Bloque de texto -
....

En suma, ambas derechas se retroalimentan: PP y CiU (hoy, PDCat) han colegislado, siempre que la oportunidad aritmética en lo parlamentario, se lo han permitido, tanto en el Congreso de los Diputados en España, como en el Parlament de Catalunya, pues comparten un mismo horizonte en cuanto a políticas públicas (más bien, de desfalco de lo público), en los ámbitos sociales y económicos. Se han financiado irregularmente (Gürtel, Púnica, casos Pujol y Palau de la Música, 3%) de las comisiones obtenidas por mediación de adjudicaciones poco transparentes en contratos públicos sumamente lucrativos... para las empresas próximas a su entorno de poder y para los beneficiarios de tales mordidas, y en desdoro de los contribuyentes, de ambas orillas del Ebro. Y la burguesía catalanista conservadora respaldó y amparó el golpe de Estado de 1936, cobijándose perfectamente junto a sus homólogos de Madrid, durante una buena proporción de vigencia del régimen franquista.
Pero, aun así, el grueso de la responsabilidad política cabe imputársele al gobierno central, pues de él (como el propio Tribunal Constitucional reconoce en su jurisprudencia) se deben desprender iniciativas de elevado alcance a nivel político, a fin de solventar un contencioso que, de ningún otro modo, puede hallarse abocado a su resolución. Esto es, propiciar el encaje político-institucional y sentimental, de una Comunidad Autónoma crecientemente desapegada del resto del Estado español.
Se equivocan quienes sostienen, desde el resto de España, que el episodio registrado desde 2012 es producto de la tentativa de los altos mandos de la extinta Convergència, en aras de taponar su responsabilidad ingente en las tramas múltiples de corrupción que les han salpicado. En efecto, la crisis económica ha incidido parcialmente en la génesis del proceso, pero he de afirmar que el movimiento cívico de reivindicación del derecho a decidir, proveniente de Catalunya, es, mayoritariamente y con matices, de izquierda.

....

Datos proporcionados -
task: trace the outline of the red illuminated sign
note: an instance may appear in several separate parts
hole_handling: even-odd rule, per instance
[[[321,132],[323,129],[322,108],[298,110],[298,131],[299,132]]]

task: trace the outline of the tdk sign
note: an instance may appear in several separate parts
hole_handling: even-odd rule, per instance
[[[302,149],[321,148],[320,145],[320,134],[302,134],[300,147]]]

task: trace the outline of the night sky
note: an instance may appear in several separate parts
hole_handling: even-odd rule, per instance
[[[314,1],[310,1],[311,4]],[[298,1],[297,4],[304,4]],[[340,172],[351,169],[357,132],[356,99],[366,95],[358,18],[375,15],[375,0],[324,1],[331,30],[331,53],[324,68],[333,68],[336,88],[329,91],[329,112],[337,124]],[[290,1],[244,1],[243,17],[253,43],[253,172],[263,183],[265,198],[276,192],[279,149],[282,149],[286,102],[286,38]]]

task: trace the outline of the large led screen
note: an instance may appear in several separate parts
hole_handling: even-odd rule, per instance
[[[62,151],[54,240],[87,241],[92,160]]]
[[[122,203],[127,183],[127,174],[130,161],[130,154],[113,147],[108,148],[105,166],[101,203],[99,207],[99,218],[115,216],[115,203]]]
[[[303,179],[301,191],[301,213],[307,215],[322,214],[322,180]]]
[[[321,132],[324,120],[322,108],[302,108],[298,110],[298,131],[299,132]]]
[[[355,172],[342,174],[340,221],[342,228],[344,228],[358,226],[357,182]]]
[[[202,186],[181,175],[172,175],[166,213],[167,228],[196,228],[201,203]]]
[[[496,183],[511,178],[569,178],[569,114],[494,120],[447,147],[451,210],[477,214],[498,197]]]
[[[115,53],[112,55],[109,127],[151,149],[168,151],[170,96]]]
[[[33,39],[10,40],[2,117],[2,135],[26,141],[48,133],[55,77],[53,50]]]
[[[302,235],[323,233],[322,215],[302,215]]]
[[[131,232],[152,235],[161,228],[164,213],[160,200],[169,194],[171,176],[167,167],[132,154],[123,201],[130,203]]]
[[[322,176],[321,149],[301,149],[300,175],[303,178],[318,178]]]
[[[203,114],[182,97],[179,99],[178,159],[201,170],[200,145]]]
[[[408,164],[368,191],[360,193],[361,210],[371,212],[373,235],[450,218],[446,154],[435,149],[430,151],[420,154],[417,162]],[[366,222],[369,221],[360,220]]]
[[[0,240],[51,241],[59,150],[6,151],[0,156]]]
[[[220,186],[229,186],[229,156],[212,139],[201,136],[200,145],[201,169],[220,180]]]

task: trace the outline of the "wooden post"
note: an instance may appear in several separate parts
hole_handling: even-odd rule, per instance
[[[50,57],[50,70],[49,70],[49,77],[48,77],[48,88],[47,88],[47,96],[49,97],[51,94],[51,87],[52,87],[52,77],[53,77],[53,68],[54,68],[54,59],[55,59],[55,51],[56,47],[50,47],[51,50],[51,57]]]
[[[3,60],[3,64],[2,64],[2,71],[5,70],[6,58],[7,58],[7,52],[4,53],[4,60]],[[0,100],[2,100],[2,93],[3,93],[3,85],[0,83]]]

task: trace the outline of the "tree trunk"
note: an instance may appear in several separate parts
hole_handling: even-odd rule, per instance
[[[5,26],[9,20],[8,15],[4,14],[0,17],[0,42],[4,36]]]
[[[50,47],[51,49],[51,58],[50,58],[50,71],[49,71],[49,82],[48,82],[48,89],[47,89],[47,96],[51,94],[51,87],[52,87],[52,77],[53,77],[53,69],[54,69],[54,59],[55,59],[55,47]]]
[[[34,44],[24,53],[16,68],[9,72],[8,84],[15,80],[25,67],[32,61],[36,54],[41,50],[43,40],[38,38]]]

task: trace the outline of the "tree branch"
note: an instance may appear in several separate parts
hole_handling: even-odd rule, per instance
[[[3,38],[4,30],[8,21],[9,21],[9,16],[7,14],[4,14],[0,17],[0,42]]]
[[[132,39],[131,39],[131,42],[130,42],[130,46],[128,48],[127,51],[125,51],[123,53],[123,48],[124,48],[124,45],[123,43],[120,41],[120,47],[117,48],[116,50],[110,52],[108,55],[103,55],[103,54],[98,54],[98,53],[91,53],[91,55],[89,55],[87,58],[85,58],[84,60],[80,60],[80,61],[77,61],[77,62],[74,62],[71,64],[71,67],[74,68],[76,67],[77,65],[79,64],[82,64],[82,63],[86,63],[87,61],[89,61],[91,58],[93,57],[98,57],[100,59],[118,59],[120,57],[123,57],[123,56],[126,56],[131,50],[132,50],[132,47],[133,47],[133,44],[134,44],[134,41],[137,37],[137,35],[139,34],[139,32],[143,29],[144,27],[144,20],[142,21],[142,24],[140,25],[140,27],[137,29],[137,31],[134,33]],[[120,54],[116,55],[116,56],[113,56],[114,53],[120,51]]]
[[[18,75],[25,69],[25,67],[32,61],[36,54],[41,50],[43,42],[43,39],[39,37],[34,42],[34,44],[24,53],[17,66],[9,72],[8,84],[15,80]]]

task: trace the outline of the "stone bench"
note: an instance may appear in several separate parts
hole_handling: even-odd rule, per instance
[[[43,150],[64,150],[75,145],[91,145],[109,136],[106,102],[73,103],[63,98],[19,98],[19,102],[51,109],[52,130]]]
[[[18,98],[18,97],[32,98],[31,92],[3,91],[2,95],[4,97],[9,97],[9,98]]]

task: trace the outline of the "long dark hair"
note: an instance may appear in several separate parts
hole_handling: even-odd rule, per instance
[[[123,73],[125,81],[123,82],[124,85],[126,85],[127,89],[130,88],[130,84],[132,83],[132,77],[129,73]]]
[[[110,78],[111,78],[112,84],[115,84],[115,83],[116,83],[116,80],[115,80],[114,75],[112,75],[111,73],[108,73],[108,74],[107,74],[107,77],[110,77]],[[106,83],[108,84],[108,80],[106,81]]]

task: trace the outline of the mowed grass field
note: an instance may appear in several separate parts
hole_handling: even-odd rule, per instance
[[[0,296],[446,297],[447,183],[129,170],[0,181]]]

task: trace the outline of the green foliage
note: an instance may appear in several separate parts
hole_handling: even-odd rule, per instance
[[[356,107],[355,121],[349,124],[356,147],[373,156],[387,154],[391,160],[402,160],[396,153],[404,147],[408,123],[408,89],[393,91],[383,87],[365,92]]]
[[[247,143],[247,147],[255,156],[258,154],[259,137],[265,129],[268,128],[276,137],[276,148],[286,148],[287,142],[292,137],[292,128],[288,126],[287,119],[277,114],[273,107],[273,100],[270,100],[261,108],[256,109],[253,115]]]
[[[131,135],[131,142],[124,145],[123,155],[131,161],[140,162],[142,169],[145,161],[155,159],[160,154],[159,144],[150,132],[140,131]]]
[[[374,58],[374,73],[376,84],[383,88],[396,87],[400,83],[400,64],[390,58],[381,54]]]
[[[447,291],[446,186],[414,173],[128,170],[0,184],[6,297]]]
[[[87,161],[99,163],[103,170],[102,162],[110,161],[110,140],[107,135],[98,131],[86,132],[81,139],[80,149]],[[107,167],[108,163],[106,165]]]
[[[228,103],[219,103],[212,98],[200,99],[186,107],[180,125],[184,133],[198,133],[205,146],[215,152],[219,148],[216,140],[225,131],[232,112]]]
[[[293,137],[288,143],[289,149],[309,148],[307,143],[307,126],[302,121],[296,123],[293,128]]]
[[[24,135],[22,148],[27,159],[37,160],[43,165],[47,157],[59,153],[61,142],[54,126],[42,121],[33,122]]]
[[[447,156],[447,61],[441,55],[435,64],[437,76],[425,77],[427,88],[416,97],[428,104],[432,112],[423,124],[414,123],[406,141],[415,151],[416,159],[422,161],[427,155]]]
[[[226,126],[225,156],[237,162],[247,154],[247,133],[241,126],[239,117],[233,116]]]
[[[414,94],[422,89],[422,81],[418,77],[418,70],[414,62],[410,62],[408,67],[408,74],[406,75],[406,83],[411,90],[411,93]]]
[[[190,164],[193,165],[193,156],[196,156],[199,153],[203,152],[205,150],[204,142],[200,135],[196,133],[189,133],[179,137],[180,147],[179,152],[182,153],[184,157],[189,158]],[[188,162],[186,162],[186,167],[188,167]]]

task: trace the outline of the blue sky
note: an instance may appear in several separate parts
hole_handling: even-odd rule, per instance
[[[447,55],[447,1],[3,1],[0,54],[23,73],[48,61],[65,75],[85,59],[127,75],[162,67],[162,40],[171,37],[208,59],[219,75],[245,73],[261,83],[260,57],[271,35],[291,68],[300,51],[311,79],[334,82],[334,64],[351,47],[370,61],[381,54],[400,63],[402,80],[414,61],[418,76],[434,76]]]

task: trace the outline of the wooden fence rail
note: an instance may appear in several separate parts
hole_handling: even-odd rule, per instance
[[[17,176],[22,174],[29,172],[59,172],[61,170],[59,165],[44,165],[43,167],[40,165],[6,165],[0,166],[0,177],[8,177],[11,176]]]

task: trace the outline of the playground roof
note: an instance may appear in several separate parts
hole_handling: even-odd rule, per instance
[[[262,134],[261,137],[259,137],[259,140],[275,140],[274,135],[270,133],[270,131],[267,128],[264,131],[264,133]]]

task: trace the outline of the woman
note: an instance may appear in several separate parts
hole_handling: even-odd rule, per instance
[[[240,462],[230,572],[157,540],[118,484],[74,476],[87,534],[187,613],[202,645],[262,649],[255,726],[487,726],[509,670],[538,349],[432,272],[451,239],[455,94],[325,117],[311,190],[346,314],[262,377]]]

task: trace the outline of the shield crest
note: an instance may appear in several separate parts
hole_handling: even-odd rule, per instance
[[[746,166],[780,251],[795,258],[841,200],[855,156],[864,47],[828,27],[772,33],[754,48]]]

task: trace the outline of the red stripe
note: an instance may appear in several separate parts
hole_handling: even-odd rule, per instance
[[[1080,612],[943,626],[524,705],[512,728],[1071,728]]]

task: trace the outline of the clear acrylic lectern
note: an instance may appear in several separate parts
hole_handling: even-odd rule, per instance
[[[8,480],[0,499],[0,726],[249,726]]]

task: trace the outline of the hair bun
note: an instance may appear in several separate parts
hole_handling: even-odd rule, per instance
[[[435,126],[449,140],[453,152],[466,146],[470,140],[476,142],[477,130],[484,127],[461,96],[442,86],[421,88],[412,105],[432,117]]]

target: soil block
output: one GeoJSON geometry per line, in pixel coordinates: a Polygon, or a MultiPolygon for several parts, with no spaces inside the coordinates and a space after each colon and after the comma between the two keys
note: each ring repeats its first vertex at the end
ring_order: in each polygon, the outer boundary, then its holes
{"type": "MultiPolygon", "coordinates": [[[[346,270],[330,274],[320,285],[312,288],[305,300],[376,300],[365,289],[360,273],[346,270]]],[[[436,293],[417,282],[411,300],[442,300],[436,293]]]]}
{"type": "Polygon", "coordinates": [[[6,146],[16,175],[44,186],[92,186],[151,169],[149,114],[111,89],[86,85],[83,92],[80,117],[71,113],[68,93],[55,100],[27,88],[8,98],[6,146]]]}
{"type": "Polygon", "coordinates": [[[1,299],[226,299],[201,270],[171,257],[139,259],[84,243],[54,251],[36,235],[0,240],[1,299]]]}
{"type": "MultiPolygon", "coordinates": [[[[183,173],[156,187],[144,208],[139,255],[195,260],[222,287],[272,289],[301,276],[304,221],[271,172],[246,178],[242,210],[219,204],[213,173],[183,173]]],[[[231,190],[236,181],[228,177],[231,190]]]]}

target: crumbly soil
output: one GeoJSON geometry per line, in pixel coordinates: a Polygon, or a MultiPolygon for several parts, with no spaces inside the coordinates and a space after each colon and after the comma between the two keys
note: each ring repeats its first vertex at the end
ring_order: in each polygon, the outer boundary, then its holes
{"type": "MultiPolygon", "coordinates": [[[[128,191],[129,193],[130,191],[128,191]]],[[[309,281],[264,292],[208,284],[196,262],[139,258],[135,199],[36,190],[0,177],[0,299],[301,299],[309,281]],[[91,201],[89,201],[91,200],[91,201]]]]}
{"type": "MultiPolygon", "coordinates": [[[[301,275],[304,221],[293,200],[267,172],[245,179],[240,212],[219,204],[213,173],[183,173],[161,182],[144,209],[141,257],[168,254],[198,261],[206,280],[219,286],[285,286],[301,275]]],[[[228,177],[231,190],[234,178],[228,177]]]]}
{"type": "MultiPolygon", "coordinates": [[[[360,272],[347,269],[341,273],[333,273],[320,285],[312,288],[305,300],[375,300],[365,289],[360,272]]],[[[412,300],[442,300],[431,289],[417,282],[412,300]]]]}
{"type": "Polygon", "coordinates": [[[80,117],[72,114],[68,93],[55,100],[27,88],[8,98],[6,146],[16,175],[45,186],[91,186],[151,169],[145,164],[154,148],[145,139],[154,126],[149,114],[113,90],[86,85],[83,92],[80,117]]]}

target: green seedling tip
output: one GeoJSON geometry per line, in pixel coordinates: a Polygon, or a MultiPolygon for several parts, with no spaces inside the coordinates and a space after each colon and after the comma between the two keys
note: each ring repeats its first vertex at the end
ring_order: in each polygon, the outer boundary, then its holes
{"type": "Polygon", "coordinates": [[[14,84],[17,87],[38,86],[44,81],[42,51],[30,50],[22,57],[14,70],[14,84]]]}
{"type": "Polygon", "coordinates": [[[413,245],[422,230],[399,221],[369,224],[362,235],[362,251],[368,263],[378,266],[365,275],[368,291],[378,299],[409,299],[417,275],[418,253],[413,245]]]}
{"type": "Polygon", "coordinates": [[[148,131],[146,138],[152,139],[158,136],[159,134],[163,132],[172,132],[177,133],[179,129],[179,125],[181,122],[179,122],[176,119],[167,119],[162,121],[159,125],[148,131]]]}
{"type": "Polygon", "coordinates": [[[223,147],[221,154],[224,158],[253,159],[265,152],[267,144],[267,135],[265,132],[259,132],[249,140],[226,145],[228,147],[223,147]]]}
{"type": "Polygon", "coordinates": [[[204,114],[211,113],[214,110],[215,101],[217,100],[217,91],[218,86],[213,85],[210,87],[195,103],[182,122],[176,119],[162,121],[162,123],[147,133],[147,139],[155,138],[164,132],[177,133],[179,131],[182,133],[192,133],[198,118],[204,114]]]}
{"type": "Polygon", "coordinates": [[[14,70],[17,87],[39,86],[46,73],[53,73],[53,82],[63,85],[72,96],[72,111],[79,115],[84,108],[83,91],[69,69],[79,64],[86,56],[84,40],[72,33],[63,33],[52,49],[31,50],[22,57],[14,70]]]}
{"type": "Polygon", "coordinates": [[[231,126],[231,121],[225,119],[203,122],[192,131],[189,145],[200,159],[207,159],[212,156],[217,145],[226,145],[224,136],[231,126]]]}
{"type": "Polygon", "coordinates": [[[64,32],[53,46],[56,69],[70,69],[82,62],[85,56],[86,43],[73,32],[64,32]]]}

....

Enunciado del problema - Vuelve a escribir sin ningún cambio el pasaje del texto sobre el conflicto político en Cataluña que va de "Pero, aun así, el" a "del Estado español.", ambos incluidos.

Respuesta del ejercicio -
Pero, aun así, el grueso de la responsabilidad política cabe imputársele al gobierno central, pues de él (como el propio Tribunal Constitucional reconoce en su jurisprudencia) se deben desprender iniciativas de elevado alcance a nivel político, a fin de solventar un contencioso que, de ningún otro modo, puede hallarse abocado a su resolución. Esto es, propiciar el encaje político-institucional y sentimental, de una Comunidad Autónoma crecientemente desapegada del resto del Estado español.